What the exercise asks: In the records below, the line with "Target: woman with long brown hair" opens the range and the line with "Identify every instance of the light" closes it; print that range exactly and nothing else.

[Saved entries]

--- START ---

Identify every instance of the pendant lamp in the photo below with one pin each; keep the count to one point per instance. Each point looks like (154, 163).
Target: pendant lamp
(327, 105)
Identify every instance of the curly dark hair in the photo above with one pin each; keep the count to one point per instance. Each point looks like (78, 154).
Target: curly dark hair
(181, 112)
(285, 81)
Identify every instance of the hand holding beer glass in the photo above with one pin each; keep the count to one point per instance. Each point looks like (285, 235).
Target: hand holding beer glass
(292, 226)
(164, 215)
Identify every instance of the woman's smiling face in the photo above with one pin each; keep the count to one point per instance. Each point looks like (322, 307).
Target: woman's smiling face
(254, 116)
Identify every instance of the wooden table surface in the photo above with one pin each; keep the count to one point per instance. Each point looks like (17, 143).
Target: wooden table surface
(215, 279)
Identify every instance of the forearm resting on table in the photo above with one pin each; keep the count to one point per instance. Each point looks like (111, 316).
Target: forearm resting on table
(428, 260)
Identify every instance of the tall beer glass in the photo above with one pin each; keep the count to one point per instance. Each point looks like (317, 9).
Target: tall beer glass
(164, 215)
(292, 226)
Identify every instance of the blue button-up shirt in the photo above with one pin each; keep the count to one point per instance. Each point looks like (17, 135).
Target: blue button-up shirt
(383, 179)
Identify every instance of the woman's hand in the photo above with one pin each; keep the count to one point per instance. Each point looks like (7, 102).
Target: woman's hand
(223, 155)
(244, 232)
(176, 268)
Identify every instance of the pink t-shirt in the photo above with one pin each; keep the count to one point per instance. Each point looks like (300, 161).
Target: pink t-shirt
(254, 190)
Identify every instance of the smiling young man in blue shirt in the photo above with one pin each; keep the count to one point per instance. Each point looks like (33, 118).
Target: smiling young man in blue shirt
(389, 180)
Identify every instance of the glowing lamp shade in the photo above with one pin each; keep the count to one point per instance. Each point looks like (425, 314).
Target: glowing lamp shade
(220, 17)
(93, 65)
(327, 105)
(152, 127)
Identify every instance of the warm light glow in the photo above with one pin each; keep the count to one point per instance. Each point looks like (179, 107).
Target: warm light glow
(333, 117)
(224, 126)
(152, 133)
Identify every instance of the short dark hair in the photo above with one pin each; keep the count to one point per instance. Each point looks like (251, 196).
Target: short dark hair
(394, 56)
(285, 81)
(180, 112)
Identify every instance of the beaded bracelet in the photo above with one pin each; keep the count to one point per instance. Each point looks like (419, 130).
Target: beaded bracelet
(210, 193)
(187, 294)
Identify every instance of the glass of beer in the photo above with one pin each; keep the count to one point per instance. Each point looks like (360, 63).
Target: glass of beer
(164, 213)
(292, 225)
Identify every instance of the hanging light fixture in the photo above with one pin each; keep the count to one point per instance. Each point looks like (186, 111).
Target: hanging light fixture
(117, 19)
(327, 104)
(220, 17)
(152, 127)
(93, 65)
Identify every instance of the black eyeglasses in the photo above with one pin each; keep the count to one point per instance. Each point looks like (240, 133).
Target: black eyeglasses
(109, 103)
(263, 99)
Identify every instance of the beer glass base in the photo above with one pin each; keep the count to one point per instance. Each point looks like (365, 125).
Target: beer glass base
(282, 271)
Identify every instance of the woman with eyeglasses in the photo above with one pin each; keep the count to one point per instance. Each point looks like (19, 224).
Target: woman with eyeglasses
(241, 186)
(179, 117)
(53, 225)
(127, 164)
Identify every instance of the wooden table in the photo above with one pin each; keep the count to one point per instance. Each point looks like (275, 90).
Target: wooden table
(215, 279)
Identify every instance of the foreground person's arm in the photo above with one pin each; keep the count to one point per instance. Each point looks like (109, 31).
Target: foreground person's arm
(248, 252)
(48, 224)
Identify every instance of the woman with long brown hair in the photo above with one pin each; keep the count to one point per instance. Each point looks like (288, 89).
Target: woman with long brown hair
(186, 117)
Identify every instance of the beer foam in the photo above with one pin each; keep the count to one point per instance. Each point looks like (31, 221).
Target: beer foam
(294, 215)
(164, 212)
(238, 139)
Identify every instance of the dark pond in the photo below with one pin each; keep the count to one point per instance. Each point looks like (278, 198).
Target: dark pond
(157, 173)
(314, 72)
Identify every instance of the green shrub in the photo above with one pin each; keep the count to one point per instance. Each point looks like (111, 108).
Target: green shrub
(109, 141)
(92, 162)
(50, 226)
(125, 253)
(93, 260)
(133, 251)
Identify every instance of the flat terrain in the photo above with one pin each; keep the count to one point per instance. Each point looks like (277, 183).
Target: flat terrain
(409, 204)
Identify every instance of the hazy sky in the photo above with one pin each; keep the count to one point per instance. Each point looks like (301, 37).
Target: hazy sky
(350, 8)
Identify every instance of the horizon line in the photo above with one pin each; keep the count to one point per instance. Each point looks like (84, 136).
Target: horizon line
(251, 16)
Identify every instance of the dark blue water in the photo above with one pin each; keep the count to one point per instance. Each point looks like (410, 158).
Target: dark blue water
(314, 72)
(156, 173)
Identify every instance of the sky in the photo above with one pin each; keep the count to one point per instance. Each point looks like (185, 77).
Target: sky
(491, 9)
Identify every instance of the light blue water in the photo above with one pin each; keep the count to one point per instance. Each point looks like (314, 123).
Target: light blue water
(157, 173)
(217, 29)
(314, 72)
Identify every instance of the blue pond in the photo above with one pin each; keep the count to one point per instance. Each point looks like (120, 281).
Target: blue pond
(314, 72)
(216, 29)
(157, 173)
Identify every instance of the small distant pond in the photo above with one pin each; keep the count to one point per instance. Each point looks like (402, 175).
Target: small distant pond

--- END ---

Solution to this exercise:
Target: woman with long brown hair
(186, 117)
Identify every instance of the beer foam in the photo above with one pin each; keep the count to one point per instance. Each point looks like (31, 221).
Target: beer foam
(294, 215)
(164, 212)
(238, 139)
Identify every instance of the dark pond in the photo below with one pin each; keep the count to one point per instance. Each point looks like (278, 198).
Target: dark pond
(157, 173)
(314, 72)
Identify every instance of the green shrub in the photo above with one pin each; keep the count to one point per instance. Each point looks like (111, 108).
Target: green shrub
(109, 141)
(92, 162)
(50, 226)
(125, 253)
(93, 260)
(133, 251)
Identify every instance of the flat terrain in the photo above with one pin each; keep the count to one point per instance. Each point looks like (277, 183).
Target: flat terrain
(409, 204)
Identify every instance of the hazy sky in the photo above with one pin each; keep the count to one point per instance. Each point looks like (301, 37).
Target: hazy sky
(350, 8)
Identify every instance of the horizon line in the photo above with one pin each; keep the count to one point per instance. Each point looks like (84, 136).
Target: horizon line
(251, 16)
Identify every instance of the dark blue water in the photo above with one pin each; keep the count to one point per instance. Each point looks like (410, 158).
Target: dark blue water
(314, 72)
(156, 173)
Identify every instance of the sky in the photo above with one pin each; keep the count to one point per instance. Each point looks like (185, 77).
Target: sky
(491, 9)
Identify every instance of the light blue water in the photo above with one pin each; keep the count to one point per instance. Each point looks like (314, 123).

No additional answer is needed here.